╔══

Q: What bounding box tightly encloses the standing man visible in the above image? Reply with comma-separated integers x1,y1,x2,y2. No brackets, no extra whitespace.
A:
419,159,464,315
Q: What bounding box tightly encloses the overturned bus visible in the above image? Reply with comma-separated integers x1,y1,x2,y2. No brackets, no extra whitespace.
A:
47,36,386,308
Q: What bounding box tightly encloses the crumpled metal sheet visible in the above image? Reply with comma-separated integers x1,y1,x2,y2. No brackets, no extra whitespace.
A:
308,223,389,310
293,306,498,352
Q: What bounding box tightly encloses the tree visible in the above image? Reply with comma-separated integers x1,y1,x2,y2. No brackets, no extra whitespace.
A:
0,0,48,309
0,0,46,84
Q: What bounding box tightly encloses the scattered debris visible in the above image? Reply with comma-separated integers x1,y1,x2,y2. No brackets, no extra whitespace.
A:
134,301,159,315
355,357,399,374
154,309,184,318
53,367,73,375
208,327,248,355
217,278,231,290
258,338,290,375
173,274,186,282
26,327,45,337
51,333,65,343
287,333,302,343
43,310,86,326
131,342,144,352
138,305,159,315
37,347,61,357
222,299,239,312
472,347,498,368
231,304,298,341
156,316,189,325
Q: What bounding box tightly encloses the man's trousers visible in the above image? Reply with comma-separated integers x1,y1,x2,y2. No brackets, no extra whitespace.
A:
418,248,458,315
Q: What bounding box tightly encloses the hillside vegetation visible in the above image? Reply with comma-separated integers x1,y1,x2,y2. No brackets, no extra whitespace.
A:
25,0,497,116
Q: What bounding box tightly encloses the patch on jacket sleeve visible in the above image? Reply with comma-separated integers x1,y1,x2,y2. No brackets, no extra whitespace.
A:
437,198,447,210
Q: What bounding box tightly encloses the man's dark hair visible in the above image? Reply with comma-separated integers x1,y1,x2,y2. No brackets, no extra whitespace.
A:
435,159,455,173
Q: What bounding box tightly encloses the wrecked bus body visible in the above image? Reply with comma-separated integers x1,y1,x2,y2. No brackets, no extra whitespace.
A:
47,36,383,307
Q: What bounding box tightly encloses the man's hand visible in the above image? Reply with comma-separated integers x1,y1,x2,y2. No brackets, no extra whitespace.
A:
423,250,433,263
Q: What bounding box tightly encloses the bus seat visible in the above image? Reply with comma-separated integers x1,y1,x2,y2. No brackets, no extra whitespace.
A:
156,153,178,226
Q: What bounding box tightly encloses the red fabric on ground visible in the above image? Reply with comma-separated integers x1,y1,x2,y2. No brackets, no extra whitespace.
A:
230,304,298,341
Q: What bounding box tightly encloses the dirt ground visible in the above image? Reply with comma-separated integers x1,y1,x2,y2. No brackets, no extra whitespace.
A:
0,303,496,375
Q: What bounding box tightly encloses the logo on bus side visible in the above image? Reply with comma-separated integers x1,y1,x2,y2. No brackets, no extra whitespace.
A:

╚══

● **What to do**:
The response must restate every entry word for word.

● **Problem solution**:
Q: What bounding box tightly encloses the standing man visible in the above image? Reply with comma-separated integers x1,y1,x2,y2. No brackets, no extra whitespace.
A:
419,159,464,315
Q: What bounding box tightly encloses the overturned bus visible in the above image? Reply with comma-separated integers x1,y1,x2,y2. No brackets, no extra whitespace.
A:
47,36,386,308
Q: What bounding box tightly encloses the crumpled metal sheet visible in the above image? Reply with comma-separated integers x1,y1,x2,y2. No brackets, no extra whitespace.
A:
308,223,389,310
293,306,498,352
Q: What bounding box tightly encloses the tree visible in the above image? Reply with comma-separated integers x1,y1,x2,y2. No brackets, no extra whitespace.
A:
0,0,48,309
0,0,46,84
Q: What bounding box tightly encloses the scattered debris visible in the above image? Reply with comma-separated integers x1,y1,x2,y2. No brackets, no extra whitespace.
A:
134,301,159,315
355,357,399,374
154,309,184,318
53,367,73,375
208,327,248,355
217,278,231,290
258,338,290,375
173,274,186,282
26,327,45,337
51,333,65,343
287,333,302,343
43,310,86,326
131,342,144,352
138,305,159,315
37,347,61,357
222,299,239,312
472,347,498,368
231,304,298,341
156,316,189,325
Q: What bounding box tightly encloses the man's trousers visible in the above image? Reply with comma-separated integers x1,y1,x2,y2. No brackets, no extra whitespace.
A:
418,248,458,315
Q: What bounding box tightly encloses the hillside vegetation visible in the above image? Reply with comma-separated integers x1,y1,x2,y2. No brackets, no extra whitespace.
A:
25,0,497,116
Q: What bounding box tightly encloses the patch on jacket sleeve visible in the above image? Reply with comma-separated integers x1,y1,x2,y2. No brackets, no extra whitespace.
A:
437,198,447,210
Q: What bounding box tightly encloses the man's dark hair visible in the above image? Reply with comma-separated integers x1,y1,x2,y2. No brackets, no extra whitespace.
A:
435,159,455,173
Q: What bounding box tightly encloses the wrecked bus body visible in the above image? Reply with comma-separated integers x1,y1,x2,y2. No brackets, no extra whitespace.
A:
47,36,383,307
Q: What bounding box tightly encloses the man's hand visible in the above image? Reply with comma-separated integers x1,y1,x2,y2. No brackets, no extra whitespace.
A:
423,250,433,263
Q: What bounding box tightly encloses the bus seat visible in the above image? Reply with comma-separated integers x1,y1,x2,y2. No brackets, no extra whitespace.
A:
156,153,178,226
Q: What bounding box tightly encloses the red fabric on ground visible in the above image? Reply with comma-separated integers x1,y1,x2,y2. No brackets, no extra whitespace.
A:
230,304,298,341
Q: What bounding box tightly encloses the dirt ground visible in the above image? Reply with comma-separated integers x1,y1,x2,y2. No brackets, no extra whitespace.
A:
0,303,496,375
Q: What bounding box tightly encloses the logo on bus side visible in the above image? Reply with comma-separated integers x1,y1,x2,y2. No brackets, no extra whitespace.
A:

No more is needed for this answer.